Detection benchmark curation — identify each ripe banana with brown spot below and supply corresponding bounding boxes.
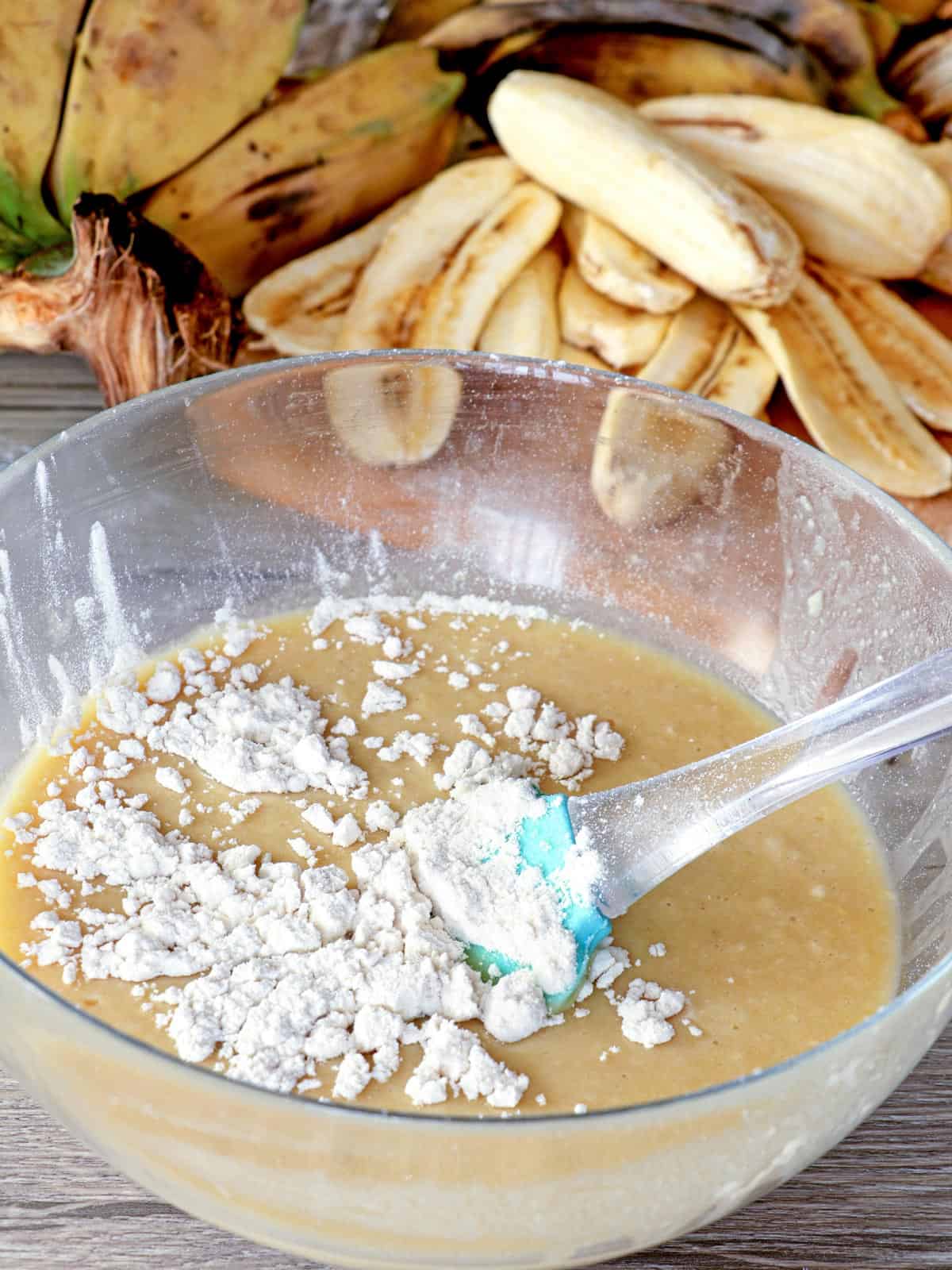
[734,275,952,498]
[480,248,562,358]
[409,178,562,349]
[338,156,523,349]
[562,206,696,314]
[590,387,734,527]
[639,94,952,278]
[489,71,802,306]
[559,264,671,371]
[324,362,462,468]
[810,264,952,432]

==

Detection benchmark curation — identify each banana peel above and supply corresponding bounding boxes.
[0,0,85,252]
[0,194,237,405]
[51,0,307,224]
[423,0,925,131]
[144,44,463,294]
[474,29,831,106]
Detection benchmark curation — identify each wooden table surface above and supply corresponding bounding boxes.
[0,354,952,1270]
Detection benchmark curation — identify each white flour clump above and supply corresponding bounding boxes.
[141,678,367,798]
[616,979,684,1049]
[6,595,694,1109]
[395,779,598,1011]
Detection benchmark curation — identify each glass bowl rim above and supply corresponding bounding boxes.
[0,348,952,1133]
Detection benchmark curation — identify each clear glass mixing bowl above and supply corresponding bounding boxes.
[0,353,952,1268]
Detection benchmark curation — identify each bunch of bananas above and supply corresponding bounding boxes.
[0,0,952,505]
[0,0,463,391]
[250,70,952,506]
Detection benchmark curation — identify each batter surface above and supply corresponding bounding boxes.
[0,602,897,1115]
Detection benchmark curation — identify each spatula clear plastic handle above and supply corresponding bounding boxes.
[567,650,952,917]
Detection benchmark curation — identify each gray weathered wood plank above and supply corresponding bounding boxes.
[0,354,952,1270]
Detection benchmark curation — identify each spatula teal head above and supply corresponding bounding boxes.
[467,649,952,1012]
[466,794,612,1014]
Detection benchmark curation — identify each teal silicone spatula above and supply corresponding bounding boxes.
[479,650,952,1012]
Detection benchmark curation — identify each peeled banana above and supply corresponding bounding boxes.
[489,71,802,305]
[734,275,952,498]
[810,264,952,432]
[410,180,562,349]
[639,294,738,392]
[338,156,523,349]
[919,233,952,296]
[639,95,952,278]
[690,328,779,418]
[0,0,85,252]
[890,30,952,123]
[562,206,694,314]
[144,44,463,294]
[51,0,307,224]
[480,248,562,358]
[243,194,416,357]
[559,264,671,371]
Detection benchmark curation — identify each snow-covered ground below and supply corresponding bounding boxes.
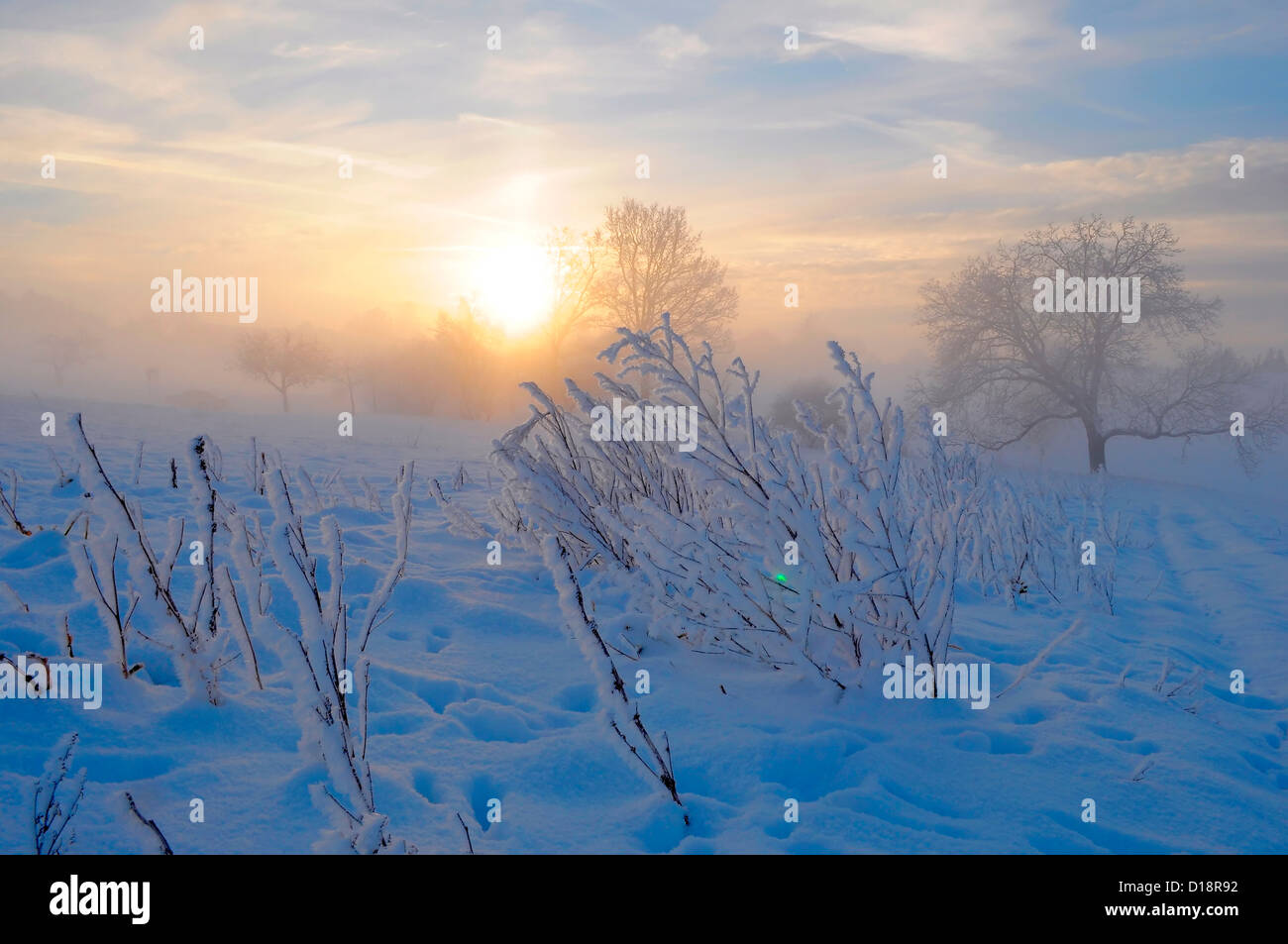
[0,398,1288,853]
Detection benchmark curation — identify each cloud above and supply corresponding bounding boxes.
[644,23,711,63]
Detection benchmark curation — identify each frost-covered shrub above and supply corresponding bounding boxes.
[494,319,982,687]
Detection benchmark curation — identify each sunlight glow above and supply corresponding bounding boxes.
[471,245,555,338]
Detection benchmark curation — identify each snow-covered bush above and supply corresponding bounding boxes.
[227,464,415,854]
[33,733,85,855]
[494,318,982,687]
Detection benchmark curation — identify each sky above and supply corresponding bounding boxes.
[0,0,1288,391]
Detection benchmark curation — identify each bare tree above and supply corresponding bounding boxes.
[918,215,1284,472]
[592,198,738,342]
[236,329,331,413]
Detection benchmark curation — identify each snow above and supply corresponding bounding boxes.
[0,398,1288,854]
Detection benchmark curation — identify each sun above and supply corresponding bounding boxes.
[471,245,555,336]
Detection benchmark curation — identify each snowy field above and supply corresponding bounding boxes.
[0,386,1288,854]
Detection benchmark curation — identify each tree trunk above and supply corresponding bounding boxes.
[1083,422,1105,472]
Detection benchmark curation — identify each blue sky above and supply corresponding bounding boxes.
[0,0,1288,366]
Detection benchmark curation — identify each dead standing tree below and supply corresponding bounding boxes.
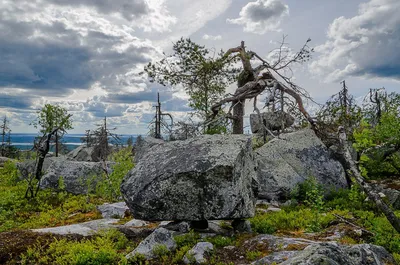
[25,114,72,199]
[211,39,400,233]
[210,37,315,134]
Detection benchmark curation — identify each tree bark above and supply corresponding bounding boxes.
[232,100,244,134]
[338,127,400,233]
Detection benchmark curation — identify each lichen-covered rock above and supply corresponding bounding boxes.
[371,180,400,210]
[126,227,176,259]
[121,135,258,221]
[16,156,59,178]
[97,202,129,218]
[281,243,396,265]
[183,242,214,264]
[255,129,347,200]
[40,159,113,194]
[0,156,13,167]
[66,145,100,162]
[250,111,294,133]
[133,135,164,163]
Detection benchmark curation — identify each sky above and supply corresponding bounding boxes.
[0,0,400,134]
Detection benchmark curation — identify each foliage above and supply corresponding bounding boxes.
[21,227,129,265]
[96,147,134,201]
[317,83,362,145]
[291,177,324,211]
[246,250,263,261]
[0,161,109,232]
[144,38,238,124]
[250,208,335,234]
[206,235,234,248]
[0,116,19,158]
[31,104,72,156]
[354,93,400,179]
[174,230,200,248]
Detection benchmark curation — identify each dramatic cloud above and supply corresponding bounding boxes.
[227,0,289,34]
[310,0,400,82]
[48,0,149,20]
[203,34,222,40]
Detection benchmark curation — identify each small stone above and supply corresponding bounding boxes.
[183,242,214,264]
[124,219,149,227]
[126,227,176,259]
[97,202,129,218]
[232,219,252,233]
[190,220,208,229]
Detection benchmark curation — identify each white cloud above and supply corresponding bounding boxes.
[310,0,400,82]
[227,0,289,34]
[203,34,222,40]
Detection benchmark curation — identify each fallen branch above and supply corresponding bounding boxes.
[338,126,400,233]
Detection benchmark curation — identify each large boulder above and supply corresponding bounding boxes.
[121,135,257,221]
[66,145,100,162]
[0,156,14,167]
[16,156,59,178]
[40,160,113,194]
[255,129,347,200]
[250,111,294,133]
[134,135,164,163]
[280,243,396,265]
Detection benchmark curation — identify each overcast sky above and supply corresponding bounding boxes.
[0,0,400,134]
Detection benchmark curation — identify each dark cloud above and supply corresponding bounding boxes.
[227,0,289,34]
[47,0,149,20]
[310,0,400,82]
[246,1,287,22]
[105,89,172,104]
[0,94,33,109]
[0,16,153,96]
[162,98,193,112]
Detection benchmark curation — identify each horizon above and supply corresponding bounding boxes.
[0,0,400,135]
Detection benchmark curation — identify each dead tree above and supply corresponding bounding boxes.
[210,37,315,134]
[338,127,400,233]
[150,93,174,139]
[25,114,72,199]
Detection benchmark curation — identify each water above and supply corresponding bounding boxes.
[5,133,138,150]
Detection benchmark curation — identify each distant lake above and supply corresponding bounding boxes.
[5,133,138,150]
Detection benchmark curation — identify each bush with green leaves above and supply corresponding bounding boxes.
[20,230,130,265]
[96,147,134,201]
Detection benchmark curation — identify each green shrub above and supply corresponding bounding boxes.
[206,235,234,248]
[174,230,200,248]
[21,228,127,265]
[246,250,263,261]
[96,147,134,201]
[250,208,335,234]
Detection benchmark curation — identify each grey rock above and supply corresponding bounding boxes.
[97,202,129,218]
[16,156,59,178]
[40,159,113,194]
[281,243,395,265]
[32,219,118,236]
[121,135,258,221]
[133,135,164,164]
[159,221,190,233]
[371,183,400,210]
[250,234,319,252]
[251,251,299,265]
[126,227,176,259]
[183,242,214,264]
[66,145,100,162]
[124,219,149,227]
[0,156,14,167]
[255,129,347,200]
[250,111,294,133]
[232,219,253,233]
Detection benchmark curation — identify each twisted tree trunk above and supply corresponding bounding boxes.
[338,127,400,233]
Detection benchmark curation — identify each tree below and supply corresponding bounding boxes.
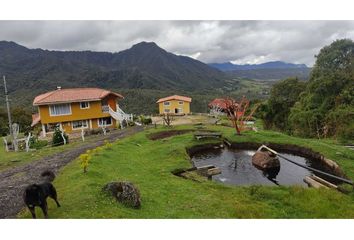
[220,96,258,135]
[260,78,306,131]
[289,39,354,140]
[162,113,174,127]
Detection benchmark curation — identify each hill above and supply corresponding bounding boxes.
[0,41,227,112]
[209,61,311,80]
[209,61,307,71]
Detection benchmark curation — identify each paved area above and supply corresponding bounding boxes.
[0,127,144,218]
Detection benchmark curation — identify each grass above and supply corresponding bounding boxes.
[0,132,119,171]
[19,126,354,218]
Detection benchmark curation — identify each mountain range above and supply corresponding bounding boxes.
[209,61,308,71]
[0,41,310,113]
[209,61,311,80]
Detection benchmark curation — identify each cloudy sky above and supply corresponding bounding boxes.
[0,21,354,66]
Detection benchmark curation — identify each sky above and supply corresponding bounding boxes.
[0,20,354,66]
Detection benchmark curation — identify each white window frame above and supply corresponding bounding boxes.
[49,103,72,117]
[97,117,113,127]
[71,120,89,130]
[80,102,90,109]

--

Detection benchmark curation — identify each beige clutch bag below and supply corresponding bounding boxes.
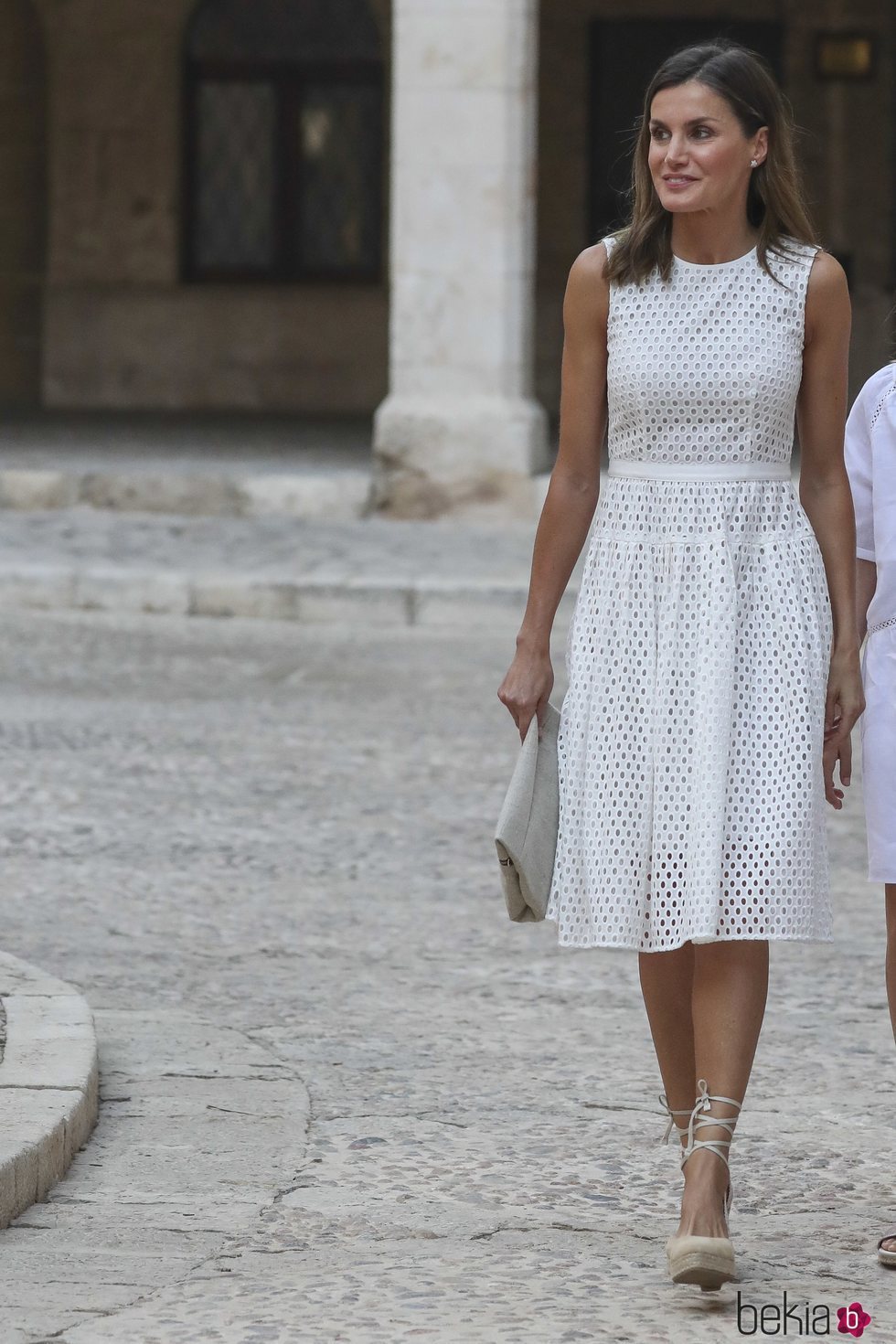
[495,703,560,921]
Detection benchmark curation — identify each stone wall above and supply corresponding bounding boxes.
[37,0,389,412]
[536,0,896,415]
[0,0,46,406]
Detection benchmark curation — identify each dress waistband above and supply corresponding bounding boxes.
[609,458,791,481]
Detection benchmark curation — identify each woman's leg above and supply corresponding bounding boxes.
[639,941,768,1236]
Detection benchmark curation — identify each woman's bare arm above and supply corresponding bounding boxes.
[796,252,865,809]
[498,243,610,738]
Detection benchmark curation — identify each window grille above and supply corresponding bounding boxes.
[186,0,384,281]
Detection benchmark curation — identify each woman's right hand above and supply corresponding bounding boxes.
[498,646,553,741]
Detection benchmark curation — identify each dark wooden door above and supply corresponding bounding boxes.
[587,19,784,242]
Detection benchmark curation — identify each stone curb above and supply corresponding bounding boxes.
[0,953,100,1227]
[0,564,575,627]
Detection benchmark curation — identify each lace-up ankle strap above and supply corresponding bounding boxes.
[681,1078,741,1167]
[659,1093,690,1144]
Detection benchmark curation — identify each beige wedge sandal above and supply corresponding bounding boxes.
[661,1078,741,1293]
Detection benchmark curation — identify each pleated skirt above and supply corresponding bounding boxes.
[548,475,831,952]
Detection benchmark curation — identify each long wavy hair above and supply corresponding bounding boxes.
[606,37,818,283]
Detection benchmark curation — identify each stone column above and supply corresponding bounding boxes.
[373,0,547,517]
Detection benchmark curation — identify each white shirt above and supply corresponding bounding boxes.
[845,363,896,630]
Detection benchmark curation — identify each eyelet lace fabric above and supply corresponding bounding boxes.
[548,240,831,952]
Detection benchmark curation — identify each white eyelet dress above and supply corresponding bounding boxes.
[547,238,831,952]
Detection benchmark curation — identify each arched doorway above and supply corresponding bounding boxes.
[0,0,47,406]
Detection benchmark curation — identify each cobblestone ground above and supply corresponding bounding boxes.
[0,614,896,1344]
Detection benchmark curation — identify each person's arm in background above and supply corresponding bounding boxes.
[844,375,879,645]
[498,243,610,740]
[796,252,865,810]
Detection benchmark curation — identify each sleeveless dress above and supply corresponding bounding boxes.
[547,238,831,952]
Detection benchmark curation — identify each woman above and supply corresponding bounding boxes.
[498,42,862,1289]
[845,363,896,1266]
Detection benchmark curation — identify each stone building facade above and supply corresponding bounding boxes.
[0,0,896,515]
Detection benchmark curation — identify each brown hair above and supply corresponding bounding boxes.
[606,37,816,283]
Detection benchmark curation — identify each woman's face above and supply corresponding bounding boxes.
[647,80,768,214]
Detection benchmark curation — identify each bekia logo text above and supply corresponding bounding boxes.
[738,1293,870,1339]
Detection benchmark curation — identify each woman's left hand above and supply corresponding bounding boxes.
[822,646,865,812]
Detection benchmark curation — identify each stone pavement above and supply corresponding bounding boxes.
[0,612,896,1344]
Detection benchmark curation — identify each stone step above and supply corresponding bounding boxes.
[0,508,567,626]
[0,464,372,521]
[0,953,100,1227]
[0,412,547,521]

Given problem
Scale the rows starting at the line that contains "Detection benchmark curation — identify each distant" and ending at the line that contains "[19,126,354,218]", repeating every line, requests included, with each bounding-box coordinate multiplied by 0.6 and rounded to a whole number, halves rounded up. Leave the pictures out of your answer.

Task answer
Detection benchmark curation — identify each distant lake above and supply corresponding bounding boxes.
[3,80,83,90]
Detection benchmark curation — identify each bush with green leaves above and supply corresponding bounding boxes.
[12,138,78,159]
[58,88,80,121]
Detection benchmark curation — identify each green shrub above and supply corresponding bounding boxes.
[124,141,140,149]
[104,138,120,149]
[13,137,76,159]
[148,150,158,157]
[58,88,80,121]
[150,125,201,140]
Detection benchmark curation — identify each grey rock above and supply corresponding bounding boxes.
[58,121,77,131]
[10,94,35,107]
[24,95,68,116]
[169,146,237,159]
[19,131,71,142]
[73,81,155,133]
[80,81,98,98]
[95,133,114,140]
[223,110,240,126]
[150,140,191,151]
[151,151,179,159]
[76,136,106,155]
[110,145,128,158]
[40,87,60,97]
[74,131,89,136]
[0,94,8,100]
[153,77,208,120]
[150,67,176,80]
[139,131,152,140]
Detection benchmark curation — identify each twisted tree trunk above and supply corresponding bounding boxes.
[203,76,240,140]
Detection benchmark curation — identify each tree below and supply corresponding bounding boxes.
[132,58,155,81]
[156,47,184,79]
[173,23,212,84]
[97,68,104,76]
Detection benchmark curation — identify each hill above and supply corresponding bounding boxes.
[0,25,136,67]
[125,37,187,48]
[125,37,184,43]
Detection benchmark curation — identify each paved area above and supply corresponding bounding boxes.
[0,76,86,131]
Detection benchmark curation — identify each grass above and supply corresponding bounding boxes.
[0,79,71,103]
[11,76,212,131]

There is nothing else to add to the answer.